What is required ▸
Among the entries below, how many lines hold "ring"? Only the number is wanted.

BEGIN Study material

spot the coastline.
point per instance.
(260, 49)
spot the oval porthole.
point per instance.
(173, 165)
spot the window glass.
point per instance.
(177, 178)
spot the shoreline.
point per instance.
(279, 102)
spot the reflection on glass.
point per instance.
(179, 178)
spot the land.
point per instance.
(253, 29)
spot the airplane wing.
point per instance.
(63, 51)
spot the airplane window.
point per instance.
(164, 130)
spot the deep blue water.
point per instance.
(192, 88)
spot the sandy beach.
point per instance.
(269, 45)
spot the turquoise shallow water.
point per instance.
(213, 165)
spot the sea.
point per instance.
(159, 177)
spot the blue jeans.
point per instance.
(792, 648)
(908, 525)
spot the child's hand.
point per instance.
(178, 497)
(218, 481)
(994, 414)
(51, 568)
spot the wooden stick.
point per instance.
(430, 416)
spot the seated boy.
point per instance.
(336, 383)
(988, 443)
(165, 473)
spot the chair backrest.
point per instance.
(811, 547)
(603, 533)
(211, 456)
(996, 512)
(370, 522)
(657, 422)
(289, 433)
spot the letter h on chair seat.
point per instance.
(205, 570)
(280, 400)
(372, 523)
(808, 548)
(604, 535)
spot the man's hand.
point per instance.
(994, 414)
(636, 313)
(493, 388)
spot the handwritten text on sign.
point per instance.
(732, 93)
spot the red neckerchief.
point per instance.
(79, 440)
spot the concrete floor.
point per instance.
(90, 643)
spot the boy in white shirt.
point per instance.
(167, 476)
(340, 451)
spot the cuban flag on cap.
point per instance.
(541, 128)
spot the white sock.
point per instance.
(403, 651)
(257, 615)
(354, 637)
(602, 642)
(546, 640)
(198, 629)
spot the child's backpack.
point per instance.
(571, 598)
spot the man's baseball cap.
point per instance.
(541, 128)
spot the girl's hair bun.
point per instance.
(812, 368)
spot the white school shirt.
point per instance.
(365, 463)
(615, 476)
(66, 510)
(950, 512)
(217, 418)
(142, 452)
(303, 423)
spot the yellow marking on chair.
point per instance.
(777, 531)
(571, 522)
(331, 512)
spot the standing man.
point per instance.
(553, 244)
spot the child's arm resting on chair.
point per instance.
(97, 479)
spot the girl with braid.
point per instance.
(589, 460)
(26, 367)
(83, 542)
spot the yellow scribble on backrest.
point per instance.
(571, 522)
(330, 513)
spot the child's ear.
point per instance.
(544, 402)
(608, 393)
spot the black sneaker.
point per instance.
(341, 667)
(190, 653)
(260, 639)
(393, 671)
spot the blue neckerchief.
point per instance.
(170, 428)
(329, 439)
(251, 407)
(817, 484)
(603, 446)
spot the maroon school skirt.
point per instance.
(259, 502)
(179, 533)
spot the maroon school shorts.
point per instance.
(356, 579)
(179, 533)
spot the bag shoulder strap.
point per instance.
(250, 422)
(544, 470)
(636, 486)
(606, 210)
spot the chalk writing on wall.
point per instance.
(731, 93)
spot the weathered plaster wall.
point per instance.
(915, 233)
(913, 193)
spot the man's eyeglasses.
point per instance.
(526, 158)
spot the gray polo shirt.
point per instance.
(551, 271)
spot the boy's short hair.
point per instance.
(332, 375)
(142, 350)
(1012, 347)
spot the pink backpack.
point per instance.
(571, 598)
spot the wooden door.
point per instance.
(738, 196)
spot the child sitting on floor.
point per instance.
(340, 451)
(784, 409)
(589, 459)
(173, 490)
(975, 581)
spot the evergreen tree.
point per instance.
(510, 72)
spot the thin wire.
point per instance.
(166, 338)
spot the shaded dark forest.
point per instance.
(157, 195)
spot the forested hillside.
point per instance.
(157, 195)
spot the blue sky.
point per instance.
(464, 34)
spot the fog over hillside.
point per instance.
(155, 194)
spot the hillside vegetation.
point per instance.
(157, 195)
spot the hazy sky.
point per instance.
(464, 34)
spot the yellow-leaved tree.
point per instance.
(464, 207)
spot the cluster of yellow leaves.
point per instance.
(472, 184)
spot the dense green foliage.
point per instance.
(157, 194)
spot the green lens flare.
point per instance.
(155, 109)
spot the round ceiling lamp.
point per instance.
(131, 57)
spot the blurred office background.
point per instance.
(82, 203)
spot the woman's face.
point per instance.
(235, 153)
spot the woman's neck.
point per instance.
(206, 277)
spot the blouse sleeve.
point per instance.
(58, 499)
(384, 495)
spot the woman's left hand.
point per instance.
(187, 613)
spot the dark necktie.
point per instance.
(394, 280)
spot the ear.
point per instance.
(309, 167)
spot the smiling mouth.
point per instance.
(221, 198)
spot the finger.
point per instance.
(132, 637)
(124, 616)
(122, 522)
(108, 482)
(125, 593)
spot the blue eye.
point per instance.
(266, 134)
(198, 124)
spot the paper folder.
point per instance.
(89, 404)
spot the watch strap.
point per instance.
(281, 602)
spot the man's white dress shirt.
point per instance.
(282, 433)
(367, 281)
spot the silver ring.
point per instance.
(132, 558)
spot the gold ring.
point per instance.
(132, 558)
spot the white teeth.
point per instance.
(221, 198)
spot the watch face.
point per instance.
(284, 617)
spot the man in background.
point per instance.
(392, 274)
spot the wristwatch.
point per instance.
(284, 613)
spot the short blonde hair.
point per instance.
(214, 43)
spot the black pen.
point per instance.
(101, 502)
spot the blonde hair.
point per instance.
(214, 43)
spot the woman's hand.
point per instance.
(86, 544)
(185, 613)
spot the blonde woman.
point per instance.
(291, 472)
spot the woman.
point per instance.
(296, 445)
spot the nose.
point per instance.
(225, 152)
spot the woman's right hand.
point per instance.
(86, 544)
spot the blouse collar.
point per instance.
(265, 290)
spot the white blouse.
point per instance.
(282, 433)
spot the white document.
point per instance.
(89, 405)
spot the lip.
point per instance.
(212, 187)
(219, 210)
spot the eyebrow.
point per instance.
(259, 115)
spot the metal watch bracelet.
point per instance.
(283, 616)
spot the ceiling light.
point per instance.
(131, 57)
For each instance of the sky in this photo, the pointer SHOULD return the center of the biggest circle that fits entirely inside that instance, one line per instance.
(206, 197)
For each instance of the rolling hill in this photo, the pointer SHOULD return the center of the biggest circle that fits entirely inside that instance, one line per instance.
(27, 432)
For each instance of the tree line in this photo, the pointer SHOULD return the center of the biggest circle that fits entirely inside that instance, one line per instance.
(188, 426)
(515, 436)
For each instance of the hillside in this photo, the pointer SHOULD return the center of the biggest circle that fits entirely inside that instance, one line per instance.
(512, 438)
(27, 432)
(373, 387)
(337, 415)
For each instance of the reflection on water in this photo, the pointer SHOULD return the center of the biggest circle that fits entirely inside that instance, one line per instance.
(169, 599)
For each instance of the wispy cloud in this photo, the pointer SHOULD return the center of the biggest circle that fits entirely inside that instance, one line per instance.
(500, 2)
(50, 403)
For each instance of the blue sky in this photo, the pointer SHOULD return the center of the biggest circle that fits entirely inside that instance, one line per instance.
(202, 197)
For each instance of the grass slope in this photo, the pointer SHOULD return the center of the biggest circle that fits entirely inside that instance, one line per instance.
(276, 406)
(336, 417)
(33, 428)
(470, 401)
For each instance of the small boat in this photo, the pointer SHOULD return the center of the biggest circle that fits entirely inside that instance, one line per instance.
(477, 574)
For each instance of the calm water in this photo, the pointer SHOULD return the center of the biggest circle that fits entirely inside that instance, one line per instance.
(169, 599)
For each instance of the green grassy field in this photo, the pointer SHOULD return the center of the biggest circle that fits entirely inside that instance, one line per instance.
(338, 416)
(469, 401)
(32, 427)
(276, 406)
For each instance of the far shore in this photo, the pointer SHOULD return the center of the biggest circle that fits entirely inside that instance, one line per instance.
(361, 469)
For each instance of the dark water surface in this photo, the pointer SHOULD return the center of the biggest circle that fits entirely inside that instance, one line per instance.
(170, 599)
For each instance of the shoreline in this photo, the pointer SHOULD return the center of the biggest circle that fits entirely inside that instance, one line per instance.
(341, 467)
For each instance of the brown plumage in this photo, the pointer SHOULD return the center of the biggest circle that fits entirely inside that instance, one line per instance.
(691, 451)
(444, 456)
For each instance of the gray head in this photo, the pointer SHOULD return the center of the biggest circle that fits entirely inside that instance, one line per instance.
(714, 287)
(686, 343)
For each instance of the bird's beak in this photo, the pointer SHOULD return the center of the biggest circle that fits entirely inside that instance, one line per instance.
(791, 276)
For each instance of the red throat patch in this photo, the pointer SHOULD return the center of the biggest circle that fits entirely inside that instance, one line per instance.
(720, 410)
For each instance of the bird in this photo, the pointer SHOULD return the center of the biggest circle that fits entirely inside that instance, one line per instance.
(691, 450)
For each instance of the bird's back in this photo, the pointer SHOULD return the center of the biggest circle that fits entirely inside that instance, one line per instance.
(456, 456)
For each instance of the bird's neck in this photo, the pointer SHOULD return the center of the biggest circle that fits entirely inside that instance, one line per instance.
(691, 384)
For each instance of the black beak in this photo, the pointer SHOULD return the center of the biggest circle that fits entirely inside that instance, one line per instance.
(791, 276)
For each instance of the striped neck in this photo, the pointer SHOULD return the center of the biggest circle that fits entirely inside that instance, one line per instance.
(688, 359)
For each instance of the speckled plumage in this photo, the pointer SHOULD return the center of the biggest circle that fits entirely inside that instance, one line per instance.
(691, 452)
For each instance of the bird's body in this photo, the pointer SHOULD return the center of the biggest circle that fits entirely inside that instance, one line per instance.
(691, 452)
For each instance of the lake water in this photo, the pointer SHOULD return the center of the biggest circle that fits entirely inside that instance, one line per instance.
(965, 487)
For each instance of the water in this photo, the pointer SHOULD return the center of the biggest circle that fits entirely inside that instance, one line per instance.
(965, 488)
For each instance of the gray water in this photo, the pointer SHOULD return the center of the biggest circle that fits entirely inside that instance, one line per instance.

END Study material

Problem solution ▸
2